=== Vorgegebener Text ===

Veranstaltung: | 50. Bundesdelegiertenkonferenz Wiesbaden |
---|---|
Tagesordnungspunkt: | V Verschiedenes |
Antragsteller*in: | BAG Planen Bauen Wohnen (dort beschlossen am: 26.09.2024) |
Status: | Eingereicht |
Eingereicht: | 30.09.2024, 20:53 |
V-26: Mietrecht sozial gestalten – gegen Verdrängung und soziale Spaltung!
Antragstext
Mit 43 Millionen Wohnungen hat Deutschland eigentlich eine gute Wohnversorgung.
Aber der Wohnraum ist sehr ungleich verteilt. Die Wohnversorgung ist aktuell
Spiegel und Teil der zunehmenden sozialen und der sozial-räumlichen
Ungleichheit. Während ein Teil der Bevölkerung in großzügig bemessenen Wohnungen
lebt, finden andere keine Wohnung und leiden unter zu hohen Mieten. Und während
in den wirtschaftsstarken Städten und Regionen bezahlbare Wohnungen dringend
gesucht werden, stehen in strukturschwachen Regionen Häuser leer.
Mehr als die Hälfte der Bevölkerung wohnt zur Miete. Wir wissen, dass viele
Vermieter*innen ein gutes Verhältnis zu ihren Mieter*innen pflegen und die
Mieten teilweise über Jahrzehnte nicht anpassen, besonders die Angebotsmieten
waren betroffen. Doch insbesondere in den Städten wurden die Mieten in den
letzten 15 Jahren massiv erhöht. Über 3 Millionen Haushalte – vor allem
Rentner*innen, Alleinerziehende und Studierende – müssen mehr als 40% oder 50%
ihres Nettoeinkommens für die Miete ausgeben.
Dabei unterscheiden sich die Wohnbedürfnisse und ändern sich oft im
Lebensverlauf. Manche entscheiden sich für das Einfamilienhaus mit Garten,
andere sind auf bezahlbaren Wohnraum in der Nähe ihrer Arbeitsstellen
angewiesen. Dabei wird es in manchen Regionen Deutschlands immer schwieriger,
eine passende Wohnung oder Haus zu finden. Familien leiden darunter, keine
größere Wohnung zu finden, die sie bezahlen können. Andere möchten in eine
kleinere, barrierearme Wohnung umziehen, aber auch sie leiden unter hohen Mieten
und fehlendem Angebot.

=== Angezeigte Datensätze ===

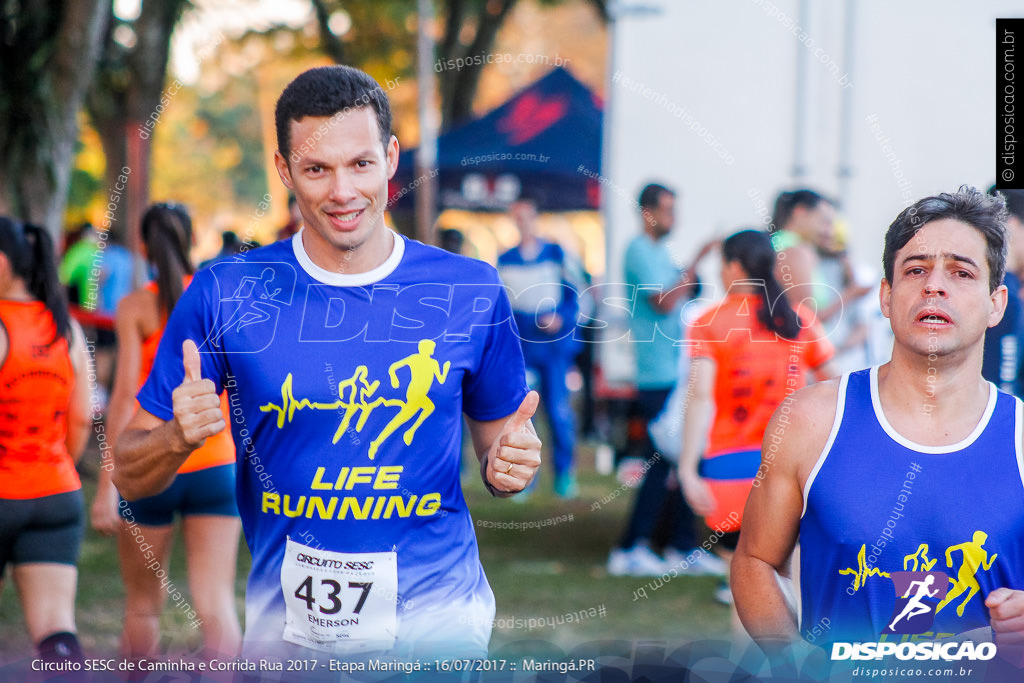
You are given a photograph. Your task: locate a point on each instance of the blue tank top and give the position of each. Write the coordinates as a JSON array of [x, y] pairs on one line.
[[878, 504]]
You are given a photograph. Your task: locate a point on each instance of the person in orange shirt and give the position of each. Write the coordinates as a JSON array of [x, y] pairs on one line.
[[44, 428], [203, 493], [750, 352]]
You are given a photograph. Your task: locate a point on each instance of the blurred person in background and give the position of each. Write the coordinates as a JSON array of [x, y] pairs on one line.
[[76, 264], [752, 350], [451, 240], [546, 307], [1005, 342], [848, 327], [804, 220], [203, 492], [44, 428], [229, 246], [294, 223], [655, 327]]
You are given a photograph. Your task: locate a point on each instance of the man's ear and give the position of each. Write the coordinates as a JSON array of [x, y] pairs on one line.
[[392, 157], [283, 170], [885, 292], [998, 297]]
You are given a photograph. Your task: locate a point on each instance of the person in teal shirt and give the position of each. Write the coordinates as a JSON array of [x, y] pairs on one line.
[[659, 289]]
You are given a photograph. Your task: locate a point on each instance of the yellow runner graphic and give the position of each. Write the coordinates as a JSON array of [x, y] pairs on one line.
[[423, 371]]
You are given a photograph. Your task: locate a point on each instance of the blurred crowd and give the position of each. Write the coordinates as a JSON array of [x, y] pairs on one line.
[[710, 372]]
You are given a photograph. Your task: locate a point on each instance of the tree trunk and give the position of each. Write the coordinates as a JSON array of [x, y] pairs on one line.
[[35, 169]]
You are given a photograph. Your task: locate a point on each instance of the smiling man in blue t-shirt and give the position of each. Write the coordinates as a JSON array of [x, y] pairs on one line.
[[349, 354]]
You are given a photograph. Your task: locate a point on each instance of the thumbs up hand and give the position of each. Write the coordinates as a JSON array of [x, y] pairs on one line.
[[515, 455], [197, 407]]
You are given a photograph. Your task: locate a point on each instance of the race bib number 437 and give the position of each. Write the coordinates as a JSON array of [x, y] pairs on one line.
[[339, 602]]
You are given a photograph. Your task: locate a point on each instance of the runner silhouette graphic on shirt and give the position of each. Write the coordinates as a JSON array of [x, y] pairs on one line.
[[915, 605], [974, 557], [423, 370]]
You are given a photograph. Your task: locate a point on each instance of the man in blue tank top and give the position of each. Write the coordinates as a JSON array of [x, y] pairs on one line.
[[903, 483], [349, 354]]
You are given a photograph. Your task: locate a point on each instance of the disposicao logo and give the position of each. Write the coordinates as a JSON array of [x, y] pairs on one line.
[[918, 594]]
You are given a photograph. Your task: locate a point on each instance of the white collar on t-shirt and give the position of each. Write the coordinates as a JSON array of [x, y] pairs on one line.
[[348, 279]]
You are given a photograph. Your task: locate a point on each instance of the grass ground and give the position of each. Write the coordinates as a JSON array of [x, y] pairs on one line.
[[550, 583]]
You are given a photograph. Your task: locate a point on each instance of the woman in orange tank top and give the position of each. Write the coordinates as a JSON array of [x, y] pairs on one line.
[[203, 493], [44, 428]]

===

§ Deine Aufgaben
a) Beantworte zum Antrag über das Mietrecht diese Fragen:
(i) Wie viele Wohnungen gibt es laut Antrag in Deutschland?
(ii) Zu welchem Datum und welcher Uhrzeit wurde der Antrag eingereicht?
(iii) Welche Gruppen nennt der Antrag vor allem unter den über 3 Millionen Haushalten mit hoher Mietbelastung?
b) Benenne in den Datensätzen „blurred crowd“ in „distant crowd“ um und gib alles von der Zeile mit „of the yellow“ bis einschließlich der Zeile mit „[[349, 354]]“ sonst unverändert wieder.
Der Antrag und die Datensätze haben nichts miteinander zu tun.

§ Vollständige Lösungen
a)
(i) 43 Millionen Wohnungen.
(ii) Am 30.09.2024 um 20:53.
(iii) Rentner*innen, Alleinerziehende und Studierende.

b)
You are given a photograph. Your task: locate a point on each instance of the yellow runner graphic and give the position of each. Write the coordinates as a JSON array of [x, y] pairs on one line.
[[423, 371]]
You are given a photograph. Your task: locate a point on each instance of the distant crowd and give the position of each. Write the coordinates as a JSON array of [x, y] pairs on one line.
[[710, 372]]
You are given a photograph. Your task: locate a point on each instance of the tree trunk and give the position of each. Write the coordinates as a JSON array of [x, y] pairs on one line.
[[35, 169]]
You are given a photograph. Your task: locate a point on each instance of the smiling man in blue t-shirt and give the position of each. Write the coordinates as a JSON array of [x, y] pairs on one line.
[[349, 354]]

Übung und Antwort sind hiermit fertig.